| A run of records |
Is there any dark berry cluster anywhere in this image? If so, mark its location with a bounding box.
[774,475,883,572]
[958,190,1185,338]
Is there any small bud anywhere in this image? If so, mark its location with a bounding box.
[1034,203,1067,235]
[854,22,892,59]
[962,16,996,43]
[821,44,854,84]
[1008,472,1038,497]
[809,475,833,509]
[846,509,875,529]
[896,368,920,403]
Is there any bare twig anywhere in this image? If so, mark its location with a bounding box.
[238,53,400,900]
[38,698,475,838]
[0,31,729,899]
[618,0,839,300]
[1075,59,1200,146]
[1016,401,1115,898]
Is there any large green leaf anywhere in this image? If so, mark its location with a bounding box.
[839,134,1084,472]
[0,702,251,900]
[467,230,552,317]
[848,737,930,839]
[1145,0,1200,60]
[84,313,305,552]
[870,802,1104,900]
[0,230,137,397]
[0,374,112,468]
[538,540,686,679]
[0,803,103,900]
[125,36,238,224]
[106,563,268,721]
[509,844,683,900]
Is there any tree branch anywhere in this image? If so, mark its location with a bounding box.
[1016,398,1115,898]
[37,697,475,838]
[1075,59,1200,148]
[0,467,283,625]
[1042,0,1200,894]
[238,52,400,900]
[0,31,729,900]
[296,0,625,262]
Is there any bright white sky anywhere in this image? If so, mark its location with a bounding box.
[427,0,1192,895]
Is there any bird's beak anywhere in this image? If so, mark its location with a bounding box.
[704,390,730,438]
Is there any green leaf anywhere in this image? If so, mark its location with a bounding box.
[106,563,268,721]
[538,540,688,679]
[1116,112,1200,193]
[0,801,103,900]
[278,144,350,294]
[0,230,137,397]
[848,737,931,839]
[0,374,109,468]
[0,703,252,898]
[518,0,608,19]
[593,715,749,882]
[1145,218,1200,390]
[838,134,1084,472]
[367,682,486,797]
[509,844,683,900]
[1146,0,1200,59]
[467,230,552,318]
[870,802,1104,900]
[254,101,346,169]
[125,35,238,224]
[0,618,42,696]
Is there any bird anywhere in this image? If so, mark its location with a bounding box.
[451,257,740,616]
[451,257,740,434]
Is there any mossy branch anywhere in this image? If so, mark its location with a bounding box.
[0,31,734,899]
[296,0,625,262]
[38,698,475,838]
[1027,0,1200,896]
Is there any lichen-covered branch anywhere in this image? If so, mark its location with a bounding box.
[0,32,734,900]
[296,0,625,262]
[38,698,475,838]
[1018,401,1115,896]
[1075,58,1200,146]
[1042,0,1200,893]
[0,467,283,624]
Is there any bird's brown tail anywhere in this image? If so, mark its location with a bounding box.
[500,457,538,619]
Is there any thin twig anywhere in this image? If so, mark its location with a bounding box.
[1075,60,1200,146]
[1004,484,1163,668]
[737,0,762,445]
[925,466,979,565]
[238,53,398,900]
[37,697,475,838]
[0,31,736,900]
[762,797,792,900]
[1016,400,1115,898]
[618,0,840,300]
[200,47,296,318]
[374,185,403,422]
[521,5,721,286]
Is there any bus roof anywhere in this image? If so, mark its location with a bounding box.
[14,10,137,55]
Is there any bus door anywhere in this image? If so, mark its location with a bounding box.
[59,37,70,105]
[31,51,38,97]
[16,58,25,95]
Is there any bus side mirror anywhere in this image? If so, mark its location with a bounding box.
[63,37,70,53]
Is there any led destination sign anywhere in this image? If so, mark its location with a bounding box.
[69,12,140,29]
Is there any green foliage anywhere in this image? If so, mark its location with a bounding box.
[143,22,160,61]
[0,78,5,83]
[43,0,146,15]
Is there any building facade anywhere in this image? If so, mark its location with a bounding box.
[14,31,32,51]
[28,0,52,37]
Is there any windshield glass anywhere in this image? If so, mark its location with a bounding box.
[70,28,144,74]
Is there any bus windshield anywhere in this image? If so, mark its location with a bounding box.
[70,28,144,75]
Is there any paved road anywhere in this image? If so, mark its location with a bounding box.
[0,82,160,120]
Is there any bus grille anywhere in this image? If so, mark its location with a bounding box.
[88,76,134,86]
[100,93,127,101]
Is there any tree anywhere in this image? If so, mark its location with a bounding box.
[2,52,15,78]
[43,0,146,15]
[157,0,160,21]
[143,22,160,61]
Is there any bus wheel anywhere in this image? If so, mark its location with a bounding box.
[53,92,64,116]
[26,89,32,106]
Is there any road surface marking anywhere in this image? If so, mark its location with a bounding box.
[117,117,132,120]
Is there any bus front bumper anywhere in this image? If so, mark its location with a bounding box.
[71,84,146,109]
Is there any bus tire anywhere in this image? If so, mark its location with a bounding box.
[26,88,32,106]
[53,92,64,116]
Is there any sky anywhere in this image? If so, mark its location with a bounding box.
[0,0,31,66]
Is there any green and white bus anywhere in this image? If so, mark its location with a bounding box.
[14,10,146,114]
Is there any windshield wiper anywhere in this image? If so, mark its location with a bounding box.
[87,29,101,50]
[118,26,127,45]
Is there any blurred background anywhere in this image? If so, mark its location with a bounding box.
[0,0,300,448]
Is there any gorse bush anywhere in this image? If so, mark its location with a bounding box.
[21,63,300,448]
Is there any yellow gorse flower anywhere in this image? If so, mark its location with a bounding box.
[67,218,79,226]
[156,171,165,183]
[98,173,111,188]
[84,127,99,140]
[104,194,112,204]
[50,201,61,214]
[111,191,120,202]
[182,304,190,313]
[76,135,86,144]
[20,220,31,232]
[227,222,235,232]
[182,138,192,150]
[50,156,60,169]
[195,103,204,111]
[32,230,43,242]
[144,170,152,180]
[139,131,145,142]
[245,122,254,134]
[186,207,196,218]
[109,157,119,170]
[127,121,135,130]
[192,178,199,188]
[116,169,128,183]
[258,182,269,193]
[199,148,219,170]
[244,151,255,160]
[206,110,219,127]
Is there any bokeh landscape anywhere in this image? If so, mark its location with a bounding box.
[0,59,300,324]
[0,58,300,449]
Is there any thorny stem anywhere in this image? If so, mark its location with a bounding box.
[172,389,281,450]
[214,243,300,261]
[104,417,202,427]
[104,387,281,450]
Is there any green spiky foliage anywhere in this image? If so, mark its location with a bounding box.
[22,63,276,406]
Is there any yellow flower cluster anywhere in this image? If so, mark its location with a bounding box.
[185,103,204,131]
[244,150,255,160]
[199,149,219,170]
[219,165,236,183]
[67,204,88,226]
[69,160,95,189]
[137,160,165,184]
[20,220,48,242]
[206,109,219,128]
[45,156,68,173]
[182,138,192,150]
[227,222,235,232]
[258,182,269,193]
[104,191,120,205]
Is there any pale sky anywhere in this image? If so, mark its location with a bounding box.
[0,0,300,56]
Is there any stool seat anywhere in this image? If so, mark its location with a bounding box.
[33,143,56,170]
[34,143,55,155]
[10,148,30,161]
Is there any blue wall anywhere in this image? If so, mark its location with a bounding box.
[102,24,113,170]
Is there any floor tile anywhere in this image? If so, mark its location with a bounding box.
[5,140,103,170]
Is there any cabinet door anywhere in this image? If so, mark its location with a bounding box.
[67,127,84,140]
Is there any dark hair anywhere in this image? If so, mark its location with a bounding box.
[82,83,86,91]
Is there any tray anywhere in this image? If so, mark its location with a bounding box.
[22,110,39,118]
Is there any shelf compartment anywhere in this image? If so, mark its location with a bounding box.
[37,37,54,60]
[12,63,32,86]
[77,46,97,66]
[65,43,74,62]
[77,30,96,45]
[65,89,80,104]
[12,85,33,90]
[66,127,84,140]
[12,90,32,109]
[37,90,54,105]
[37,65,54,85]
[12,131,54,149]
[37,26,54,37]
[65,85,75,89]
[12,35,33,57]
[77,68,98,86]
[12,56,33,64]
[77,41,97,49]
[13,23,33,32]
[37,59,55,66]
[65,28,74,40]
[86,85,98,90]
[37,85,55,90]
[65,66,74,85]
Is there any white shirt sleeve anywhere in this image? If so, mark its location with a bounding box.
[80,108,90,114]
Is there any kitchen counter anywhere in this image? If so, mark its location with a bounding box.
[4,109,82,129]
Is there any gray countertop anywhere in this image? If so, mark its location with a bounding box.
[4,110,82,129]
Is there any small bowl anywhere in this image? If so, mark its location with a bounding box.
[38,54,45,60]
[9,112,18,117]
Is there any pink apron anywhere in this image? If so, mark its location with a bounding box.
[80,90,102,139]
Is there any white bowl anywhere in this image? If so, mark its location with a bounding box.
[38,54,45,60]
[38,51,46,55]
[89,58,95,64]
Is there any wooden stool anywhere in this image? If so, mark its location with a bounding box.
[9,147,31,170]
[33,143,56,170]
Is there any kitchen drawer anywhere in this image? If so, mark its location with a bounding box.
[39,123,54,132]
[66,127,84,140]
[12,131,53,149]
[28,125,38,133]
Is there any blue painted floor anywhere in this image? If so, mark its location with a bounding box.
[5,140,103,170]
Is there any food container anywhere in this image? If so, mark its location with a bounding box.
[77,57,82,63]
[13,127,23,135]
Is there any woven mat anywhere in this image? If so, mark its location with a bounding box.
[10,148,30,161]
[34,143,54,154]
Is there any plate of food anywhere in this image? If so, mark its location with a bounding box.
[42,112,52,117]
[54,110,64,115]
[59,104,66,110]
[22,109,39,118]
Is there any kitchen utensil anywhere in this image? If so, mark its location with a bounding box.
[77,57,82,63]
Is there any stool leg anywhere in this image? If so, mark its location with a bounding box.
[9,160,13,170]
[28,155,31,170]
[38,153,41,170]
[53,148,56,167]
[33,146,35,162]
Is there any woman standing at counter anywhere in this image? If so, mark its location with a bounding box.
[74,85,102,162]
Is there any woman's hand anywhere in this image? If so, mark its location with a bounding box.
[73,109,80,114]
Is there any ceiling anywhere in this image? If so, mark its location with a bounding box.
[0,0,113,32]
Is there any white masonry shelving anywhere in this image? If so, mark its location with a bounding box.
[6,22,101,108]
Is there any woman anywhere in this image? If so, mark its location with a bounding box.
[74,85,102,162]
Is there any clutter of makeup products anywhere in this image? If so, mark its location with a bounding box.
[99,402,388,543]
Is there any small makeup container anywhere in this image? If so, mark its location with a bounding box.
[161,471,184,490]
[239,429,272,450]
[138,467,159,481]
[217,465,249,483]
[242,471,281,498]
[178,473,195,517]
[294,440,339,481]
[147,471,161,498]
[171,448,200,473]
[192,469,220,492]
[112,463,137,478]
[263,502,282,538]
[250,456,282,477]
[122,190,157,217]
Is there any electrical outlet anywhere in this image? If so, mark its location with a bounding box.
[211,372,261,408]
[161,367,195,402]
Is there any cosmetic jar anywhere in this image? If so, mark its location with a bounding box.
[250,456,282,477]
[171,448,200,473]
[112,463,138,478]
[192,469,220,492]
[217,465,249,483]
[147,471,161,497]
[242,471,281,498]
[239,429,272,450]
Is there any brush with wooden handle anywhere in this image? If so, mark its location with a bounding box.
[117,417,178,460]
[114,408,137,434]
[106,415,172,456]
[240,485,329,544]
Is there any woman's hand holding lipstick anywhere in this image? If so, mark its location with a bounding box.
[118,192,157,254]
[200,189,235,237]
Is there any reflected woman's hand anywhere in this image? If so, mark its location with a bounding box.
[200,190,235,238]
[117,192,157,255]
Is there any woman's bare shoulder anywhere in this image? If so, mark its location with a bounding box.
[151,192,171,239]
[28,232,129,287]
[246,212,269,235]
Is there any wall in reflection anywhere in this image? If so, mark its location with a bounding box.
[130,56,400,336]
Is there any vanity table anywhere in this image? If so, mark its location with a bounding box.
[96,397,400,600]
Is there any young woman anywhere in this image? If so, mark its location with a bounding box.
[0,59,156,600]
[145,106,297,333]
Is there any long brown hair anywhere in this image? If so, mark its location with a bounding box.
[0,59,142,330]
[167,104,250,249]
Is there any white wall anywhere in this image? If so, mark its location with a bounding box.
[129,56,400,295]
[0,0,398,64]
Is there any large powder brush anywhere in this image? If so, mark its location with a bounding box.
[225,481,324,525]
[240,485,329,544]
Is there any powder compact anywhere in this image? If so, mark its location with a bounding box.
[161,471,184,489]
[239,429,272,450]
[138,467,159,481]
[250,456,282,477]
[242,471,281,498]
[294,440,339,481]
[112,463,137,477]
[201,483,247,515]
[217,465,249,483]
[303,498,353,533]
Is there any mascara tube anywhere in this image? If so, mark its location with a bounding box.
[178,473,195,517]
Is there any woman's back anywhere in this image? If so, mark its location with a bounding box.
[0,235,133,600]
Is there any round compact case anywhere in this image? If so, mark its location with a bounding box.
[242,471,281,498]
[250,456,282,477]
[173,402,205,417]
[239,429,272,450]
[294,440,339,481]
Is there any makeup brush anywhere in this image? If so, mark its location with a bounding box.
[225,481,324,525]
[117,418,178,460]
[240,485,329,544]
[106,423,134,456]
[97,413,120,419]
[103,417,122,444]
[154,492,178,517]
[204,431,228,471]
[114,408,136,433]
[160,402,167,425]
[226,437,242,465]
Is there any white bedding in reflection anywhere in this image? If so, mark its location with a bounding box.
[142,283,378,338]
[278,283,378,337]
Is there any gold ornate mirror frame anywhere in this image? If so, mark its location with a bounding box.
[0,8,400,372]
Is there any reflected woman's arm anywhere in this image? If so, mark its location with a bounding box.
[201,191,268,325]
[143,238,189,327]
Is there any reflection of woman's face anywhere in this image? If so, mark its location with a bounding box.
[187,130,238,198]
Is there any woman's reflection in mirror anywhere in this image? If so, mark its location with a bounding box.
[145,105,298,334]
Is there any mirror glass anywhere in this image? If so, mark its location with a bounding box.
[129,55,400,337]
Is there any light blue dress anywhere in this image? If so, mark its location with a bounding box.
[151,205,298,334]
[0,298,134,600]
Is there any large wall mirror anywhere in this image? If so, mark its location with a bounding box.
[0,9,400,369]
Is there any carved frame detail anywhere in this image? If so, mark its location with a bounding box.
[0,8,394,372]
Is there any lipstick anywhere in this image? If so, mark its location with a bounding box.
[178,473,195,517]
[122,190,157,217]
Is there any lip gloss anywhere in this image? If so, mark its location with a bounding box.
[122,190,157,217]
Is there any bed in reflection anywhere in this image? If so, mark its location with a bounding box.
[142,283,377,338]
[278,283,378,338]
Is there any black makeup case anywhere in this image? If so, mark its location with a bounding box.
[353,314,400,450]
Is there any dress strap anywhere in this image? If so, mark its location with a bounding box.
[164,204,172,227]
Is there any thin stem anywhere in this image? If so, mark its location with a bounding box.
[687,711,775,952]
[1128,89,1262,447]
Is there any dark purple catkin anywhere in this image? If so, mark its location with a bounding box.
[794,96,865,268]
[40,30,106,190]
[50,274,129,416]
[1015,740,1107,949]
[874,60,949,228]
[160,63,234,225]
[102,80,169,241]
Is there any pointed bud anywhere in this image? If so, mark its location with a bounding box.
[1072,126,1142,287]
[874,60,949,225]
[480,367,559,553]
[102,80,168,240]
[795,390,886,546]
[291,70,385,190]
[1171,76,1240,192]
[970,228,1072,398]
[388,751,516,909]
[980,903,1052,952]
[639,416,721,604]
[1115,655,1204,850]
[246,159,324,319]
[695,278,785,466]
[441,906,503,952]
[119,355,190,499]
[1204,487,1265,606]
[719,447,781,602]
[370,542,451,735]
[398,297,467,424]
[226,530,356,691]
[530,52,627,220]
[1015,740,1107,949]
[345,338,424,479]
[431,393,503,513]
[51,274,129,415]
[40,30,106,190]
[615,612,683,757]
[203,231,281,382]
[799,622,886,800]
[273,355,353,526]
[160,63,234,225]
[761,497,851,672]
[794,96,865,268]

| DIRECTION |
Can you write out the material again from the line with "Is there any blue painted" to the line with "[34,143,54,154]", both lines included, copying the request lines unchanged and scaling every bounding-box coordinate by 1.1, rounded to whole numbers with halves going up?

| PROBLEM SOLUTION |
Is there any blue painted floor anywhere in this image? If so, mark its location with a bounding box.
[6,154,113,187]
Is there any food container anywhere in this image? If so, mark its location with a bounding box.
[85,63,90,69]
[14,140,25,149]
Is there any woven mat anywhere in this image? If so, mark its location with a bounding box.
[11,163,33,177]
[37,157,59,169]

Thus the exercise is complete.